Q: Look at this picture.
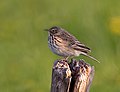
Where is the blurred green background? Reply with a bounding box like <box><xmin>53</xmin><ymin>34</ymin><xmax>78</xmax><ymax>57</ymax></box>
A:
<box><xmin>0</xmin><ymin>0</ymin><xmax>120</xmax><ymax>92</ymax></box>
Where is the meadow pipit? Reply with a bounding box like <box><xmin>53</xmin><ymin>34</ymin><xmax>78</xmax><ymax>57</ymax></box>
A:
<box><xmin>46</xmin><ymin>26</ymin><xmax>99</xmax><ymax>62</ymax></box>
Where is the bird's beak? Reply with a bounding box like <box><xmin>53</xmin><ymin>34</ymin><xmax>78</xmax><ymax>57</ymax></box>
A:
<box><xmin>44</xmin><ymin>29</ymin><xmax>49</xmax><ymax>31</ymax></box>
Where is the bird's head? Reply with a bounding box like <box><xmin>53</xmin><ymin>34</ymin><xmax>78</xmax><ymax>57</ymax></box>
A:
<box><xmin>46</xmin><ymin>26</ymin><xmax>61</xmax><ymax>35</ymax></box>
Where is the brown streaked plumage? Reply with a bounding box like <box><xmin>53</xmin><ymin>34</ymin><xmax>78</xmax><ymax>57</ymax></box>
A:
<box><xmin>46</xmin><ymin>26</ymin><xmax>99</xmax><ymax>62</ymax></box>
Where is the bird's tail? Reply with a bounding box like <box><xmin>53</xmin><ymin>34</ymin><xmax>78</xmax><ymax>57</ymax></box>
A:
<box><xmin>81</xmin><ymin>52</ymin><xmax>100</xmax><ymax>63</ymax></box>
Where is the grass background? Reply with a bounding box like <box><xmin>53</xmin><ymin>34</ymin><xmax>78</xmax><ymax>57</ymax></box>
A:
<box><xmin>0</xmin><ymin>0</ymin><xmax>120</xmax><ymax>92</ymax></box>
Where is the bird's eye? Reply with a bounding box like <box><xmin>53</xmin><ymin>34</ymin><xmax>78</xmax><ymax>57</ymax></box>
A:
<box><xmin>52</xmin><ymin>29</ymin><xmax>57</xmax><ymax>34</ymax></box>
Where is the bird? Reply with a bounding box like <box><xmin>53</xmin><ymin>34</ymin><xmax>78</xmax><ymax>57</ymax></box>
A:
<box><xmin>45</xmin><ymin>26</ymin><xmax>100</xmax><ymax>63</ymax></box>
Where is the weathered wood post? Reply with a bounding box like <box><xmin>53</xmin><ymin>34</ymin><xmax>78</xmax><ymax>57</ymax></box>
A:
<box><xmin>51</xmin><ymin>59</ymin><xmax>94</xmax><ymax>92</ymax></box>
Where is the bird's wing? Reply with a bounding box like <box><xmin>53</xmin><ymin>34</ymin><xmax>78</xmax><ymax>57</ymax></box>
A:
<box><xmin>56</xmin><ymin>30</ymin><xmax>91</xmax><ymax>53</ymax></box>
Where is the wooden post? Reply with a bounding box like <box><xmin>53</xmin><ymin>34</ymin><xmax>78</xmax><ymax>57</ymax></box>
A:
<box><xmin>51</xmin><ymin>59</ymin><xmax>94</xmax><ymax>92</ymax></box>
·····
**Exercise**: Turn the lines above, starting with the line that contains "Where is the wooden" and running through the last line, both ends included, into a JSON list of strings. Use one string per line and leave out any blank lines.

**Worked solution**:
[
  "Where is the wooden post? Reply with a bounding box like <box><xmin>53</xmin><ymin>34</ymin><xmax>78</xmax><ymax>57</ymax></box>",
  "A:",
  "<box><xmin>51</xmin><ymin>59</ymin><xmax>94</xmax><ymax>92</ymax></box>"
]